• Document section:
%%

Chronic inflammation is associated with age-related diseases such as cancer, heart disease, and dementia. A recent study suggests that restricting calorie intake by 25% may lower chronic inflammation in healthy, non-obese people and delay some of the effects of aging.


Participants in the study included 220 people who were randomized into two groups — a control and a test group. The test group was supported in switching to a high-satiety diet that included a 25% calorie restriction as well as customized behavioral guidance. They were also given multivitamin and mineral supplements to help prevent micronutrient malnutrition. Their calorie prescriptions were reduced three times throughout the two-year study in order to keep the 25% balance as they lost body fat and muscle mass.


The researchers measured inflammation and immunity biomarkers at the beginning of the study, at 12 months, and at 24 months. They measured cell-mediated immunity by administering three vaccines and a skin prick test to test antibody response, white blood cell count, and self-reported illness. They also measured inflammation by checking serum levels of inflammatory markers, including C-reactive protein, TNF alpha, and leptin.


Calorie restriction resulted in a 10.4% weight loss in the test group over the 2 year period. The test group also had a significant reduction in inflammatory markers after 24 months, but no difference in immune response compared to the control group. Weight, fat mass, and leptin level reductions were most pronounced at 12 months in the test group but significant drops in C-reactive protein and TNF alpha did not occur until the 24 month mark.


Researchers from Tufts University conducted the study. It was published in the July 2016 issue of Aging.

%%

• Data extracts:

%%

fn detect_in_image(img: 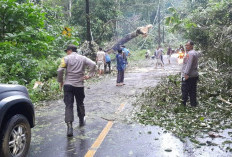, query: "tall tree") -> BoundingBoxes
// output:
[85,0,91,42]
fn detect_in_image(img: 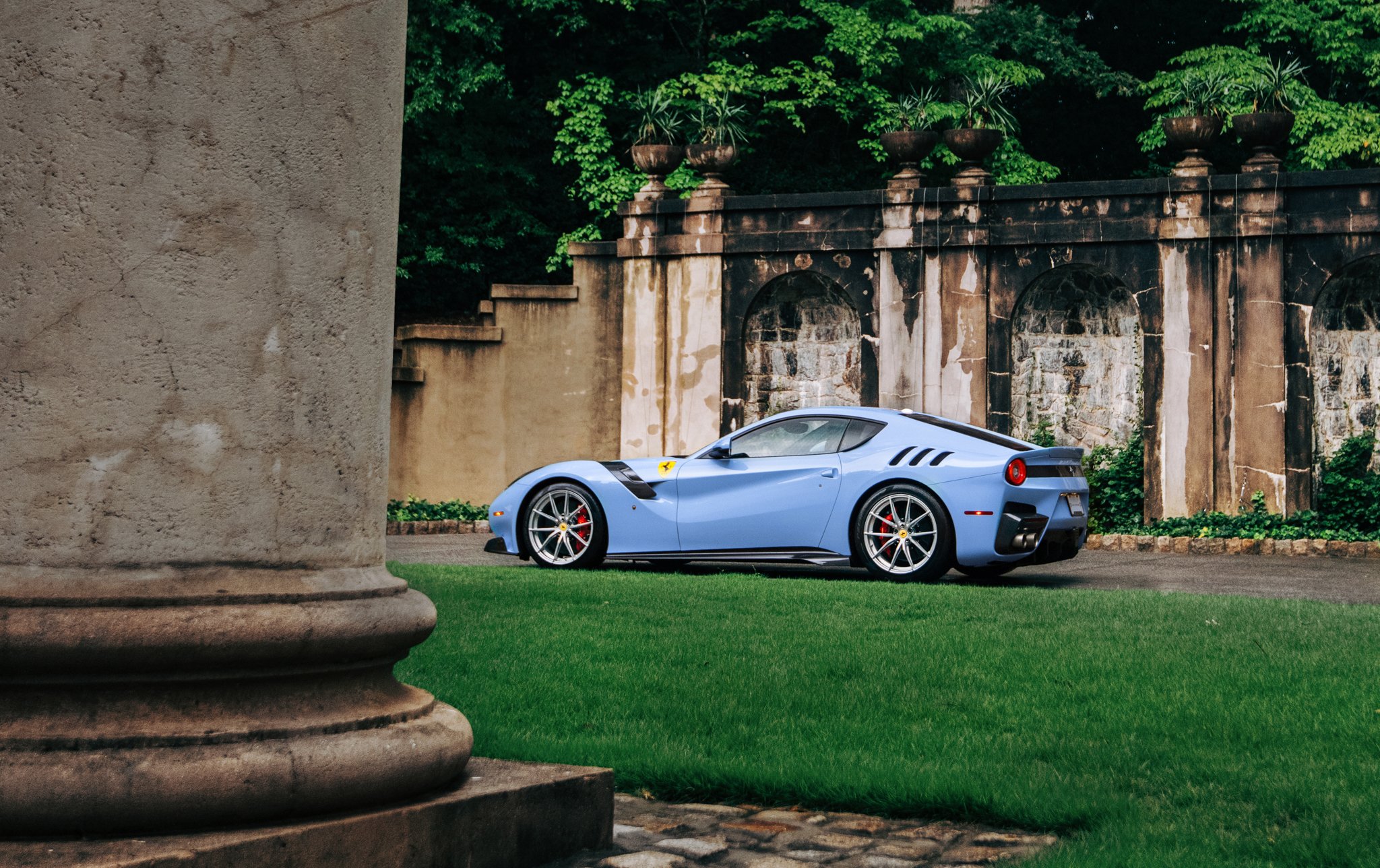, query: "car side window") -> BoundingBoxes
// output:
[839,419,886,453]
[728,416,849,458]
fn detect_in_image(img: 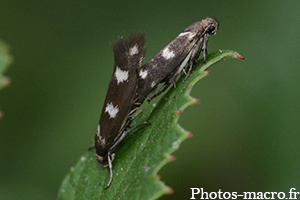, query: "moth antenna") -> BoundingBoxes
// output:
[105,152,113,190]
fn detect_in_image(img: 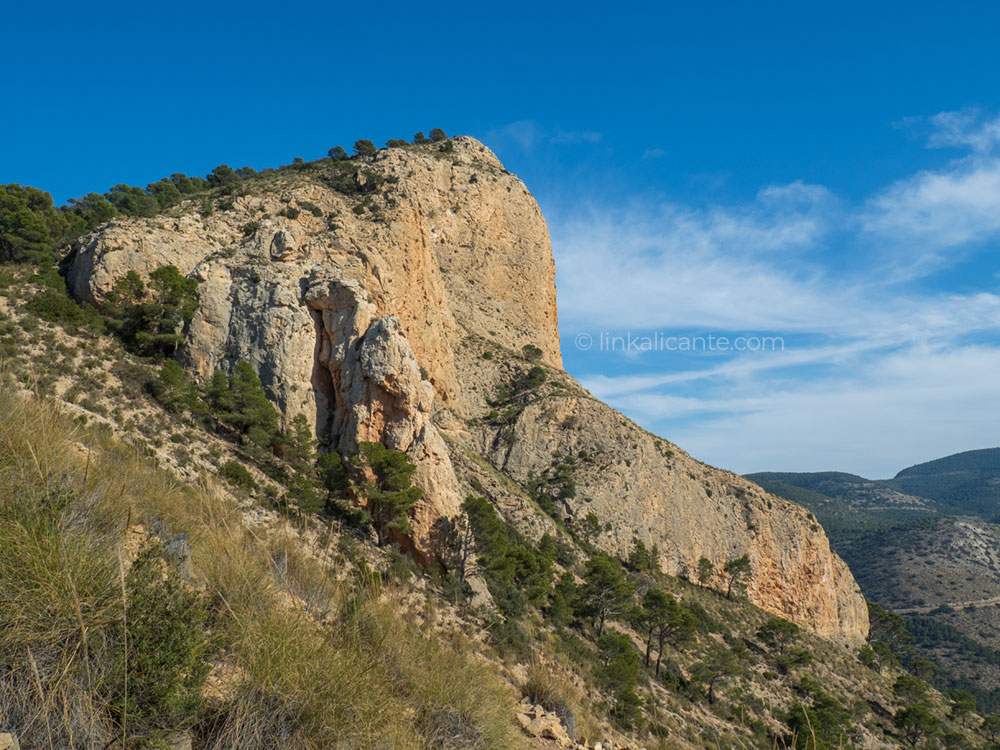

%%

• Tasks:
[1] Please write out the part of the calorie restriction text that opens with the words containing "Calorie restriction resulted" and closes with "24 month mark.".
[2] Translate this sentence from the calorie restriction text into Spanish: "Researchers from Tufts University conducted the study."
[3] According to the calorie restriction text, why were the test group's calorie prescriptions reduced three times during the study? Answer in one to three sentences.

• Your responses:
[1]
Calorie restriction resulted in a 10.4% weight loss in the test group over the 2 year period. The test group also had a significant reduction in inflammatory markers after 24 months, but no difference in immune response compared to the control group. Weight, fat mass, and leptin level reductions were most pronounced at 12 months in the test group but significant drops in C-reactive protein and TNF alpha did not occur until the 24 month mark.

[2] Investigadores de la Universidad Tufts realizaron el estudio.

[3] The prescriptions were lowered to keep the 25% calorie restriction in balance. The participants were losing body fat and muscle mass over the two years.